**Work instruction**. Your answer should be the entries, repeated exactly.

···

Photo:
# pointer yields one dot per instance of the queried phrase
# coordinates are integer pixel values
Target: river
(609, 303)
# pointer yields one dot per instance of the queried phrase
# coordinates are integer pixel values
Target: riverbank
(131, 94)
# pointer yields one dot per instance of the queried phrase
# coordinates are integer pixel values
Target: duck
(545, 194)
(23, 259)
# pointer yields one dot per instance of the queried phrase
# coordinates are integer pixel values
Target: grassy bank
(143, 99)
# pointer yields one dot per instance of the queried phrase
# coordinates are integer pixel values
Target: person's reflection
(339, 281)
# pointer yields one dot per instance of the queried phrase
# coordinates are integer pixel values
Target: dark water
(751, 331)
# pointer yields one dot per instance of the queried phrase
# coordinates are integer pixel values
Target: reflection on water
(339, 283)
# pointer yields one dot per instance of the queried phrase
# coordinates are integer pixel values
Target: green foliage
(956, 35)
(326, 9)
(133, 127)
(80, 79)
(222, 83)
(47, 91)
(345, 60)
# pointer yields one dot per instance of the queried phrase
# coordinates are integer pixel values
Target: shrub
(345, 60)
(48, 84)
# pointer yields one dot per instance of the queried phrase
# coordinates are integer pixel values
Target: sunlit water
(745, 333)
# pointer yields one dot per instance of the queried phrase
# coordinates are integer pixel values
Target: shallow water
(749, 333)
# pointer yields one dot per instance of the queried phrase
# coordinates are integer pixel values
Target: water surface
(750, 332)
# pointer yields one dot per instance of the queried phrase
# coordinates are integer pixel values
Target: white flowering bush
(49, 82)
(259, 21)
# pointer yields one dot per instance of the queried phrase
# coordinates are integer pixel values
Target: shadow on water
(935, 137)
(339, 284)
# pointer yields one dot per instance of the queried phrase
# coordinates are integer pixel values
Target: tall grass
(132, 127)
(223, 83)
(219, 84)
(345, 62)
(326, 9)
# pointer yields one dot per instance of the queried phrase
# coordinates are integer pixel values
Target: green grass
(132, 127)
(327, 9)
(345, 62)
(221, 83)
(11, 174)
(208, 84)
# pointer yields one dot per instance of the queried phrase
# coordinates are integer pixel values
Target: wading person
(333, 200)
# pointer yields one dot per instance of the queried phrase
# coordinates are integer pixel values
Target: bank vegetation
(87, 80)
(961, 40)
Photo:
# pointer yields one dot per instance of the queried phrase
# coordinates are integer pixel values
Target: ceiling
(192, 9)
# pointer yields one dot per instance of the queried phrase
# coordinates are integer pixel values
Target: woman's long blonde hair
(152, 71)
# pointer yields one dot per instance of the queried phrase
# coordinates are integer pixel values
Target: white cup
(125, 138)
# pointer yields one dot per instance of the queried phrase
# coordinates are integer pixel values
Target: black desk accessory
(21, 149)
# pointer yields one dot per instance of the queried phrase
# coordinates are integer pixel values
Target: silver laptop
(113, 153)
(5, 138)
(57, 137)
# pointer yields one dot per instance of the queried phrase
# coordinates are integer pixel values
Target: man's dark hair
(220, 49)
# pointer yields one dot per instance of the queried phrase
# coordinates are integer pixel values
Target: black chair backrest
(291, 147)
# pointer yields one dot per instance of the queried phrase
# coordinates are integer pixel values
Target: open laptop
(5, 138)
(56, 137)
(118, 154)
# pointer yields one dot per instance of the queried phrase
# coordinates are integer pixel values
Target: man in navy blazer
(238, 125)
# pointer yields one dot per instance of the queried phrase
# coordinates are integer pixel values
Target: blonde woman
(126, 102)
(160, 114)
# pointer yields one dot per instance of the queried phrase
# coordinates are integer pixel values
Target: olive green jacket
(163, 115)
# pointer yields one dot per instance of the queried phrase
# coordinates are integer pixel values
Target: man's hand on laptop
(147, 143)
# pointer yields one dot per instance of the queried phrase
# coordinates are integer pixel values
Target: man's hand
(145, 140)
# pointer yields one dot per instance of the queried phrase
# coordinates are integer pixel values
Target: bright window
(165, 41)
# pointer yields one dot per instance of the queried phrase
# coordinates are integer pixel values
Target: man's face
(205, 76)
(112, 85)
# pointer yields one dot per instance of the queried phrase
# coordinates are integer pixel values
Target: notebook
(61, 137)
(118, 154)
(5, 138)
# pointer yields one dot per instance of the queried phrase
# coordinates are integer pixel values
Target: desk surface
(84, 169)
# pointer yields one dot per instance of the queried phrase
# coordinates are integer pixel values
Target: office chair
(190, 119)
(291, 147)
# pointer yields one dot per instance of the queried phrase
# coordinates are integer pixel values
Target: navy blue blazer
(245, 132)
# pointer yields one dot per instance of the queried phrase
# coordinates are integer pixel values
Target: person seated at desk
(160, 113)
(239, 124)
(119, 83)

···

**Answer area**.
Photo:
# pointer yields one dot per instance of the queried phrase
# coordinates are integer pixel values
Target: river
(609, 303)
# pointer yields one dot per instance of the queried phrase
# coordinates are integer pixel values
Target: riverbank
(131, 94)
# pointer yields one dot per instance of the queried phrase
# coordinates are integer pixel values
Target: duck
(545, 194)
(23, 259)
# pointer yields one dot per instance of the queried phrase
# coordinates are integer pixel values
Target: grassy bank
(143, 99)
# pointer yields one dot per instance of the queried phrase
# coordinates are integer pixel values
Target: person's reflection
(339, 281)
# pointer yields one dot per instance of the queried phrase
# coordinates are integer pixel values
Target: dark water
(751, 331)
# pointer yields one dot per instance of the queried phrase
# coordinates are integer pixel values
Target: reflection on water
(339, 283)
# pointer yields one dot per instance of the queried phrase
# coordinates are integer pixel values
Target: green foliage
(956, 35)
(326, 9)
(133, 127)
(80, 79)
(222, 83)
(47, 91)
(345, 60)
# pointer yields one dot per instance of the queried phrase
# coordinates are integer pixel values
Target: shrub
(345, 60)
(48, 84)
# pointer yields one dot per instance of the queried phrase
# coordinates are integer pixel values
Target: sunlit water
(745, 333)
# pointer yields one dot per instance of the queried phrase
# coordinates are integer pixel values
Target: shallow water
(749, 333)
# pointer yields one dot per instance of the queried phrase
# coordinates are integer pixel values
Target: water surface
(750, 332)
# pointer yields one dot per instance of the queried phrase
# coordinates are integer pixel values
Target: white flowering bush
(49, 82)
(259, 21)
# pointer yields one dot per instance of the queried phrase
# coordinates are integer pixel values
Target: shadow on water
(935, 137)
(339, 284)
# pointer yields one dot per instance of the queried phrase
# coordinates are integer pixel values
Target: tall grass
(132, 127)
(223, 83)
(219, 84)
(345, 62)
(326, 9)
# pointer yields one dot per instance of the queried phrase
# coordinates are integer pixel values
Target: green grass
(132, 127)
(327, 9)
(345, 62)
(221, 83)
(11, 174)
(208, 84)
# pointer yields one dot per instance of the queried phrase
# coordinates are integer pixel values
Target: wading person
(333, 200)
# pointer yields one dot per instance of the queried phrase
# coordinates are integer pixel values
Target: bank vegetation
(87, 80)
(961, 40)
Photo:
# pointer yields one dot per instance of the queried phrase
# coordinates are integer pixel values
Target: ceiling
(192, 9)
# pointer yields one dot per instance of the queried phrase
# coordinates are integer pixel values
Target: woman's long blonde hair
(152, 71)
# pointer yields one dot per instance of the queried phrase
# coordinates are integer pixel values
Target: white cup
(125, 138)
# pointer yields one dot per instance of the queried phrase
# coordinates are integer pixel values
Target: black desk accessory
(21, 149)
# pointer yields one dot per instance of the queried phrase
# coordinates are integer pixel values
Target: silver laptop
(113, 153)
(5, 138)
(57, 137)
# pointer yields one dot per instance of the queried phrase
# coordinates are integer pixel values
Target: man's dark hair
(220, 49)
# pointer yields one dot per instance of the queried phrase
# coordinates are integer pixel values
Target: black chair backrest
(291, 147)
# pointer yields one dot per instance of the queried phrase
# coordinates are integer pixel values
Target: open laptop
(5, 138)
(56, 137)
(118, 154)
# pointer yields one dot per instance of the queried phrase
# coordinates are integer pixel values
Target: man in navy blazer
(238, 125)
# pointer yields one dot per instance of the queried phrase
# coordinates are integer pixel values
Target: blonde woman
(126, 102)
(160, 114)
# pointer yields one dot per instance of the queried phrase
# coordinates are integer pixel values
Target: olive green jacket
(163, 115)
# pointer yields one dot per instance of the queried phrase
# coordinates are integer pixel values
Target: man's hand on laptop
(147, 143)
# pointer yields one dot per instance of the queried phrase
# coordinates are integer pixel values
Target: man's hand
(145, 140)
# pointer yields one dot per instance of the queried phrase
# coordinates are integer pixel values
Target: bright window
(165, 41)
# pointer yields one dot per instance of the queried phrase
# coordinates are integer pixel values
Target: man's face
(205, 76)
(112, 85)
# pointer yields one dot per instance of the queried phrase
# coordinates are integer pixel values
Target: notebook
(61, 137)
(118, 154)
(5, 138)
# pointer yields one dot per instance of the queried phrase
# coordinates are integer pixel values
Target: desk surface
(84, 169)
# pointer yields one dot per instance of the queried phrase
# coordinates are integer pixel values
Target: office chair
(190, 119)
(291, 147)
# pointer yields one dot per instance of the queried phrase
# coordinates are integer pixel values
Target: navy blue blazer
(245, 132)
# pointer yields one dot per instance of the queried phrase
# coordinates are integer pixel values
Target: person seated at desk
(160, 113)
(239, 124)
(119, 83)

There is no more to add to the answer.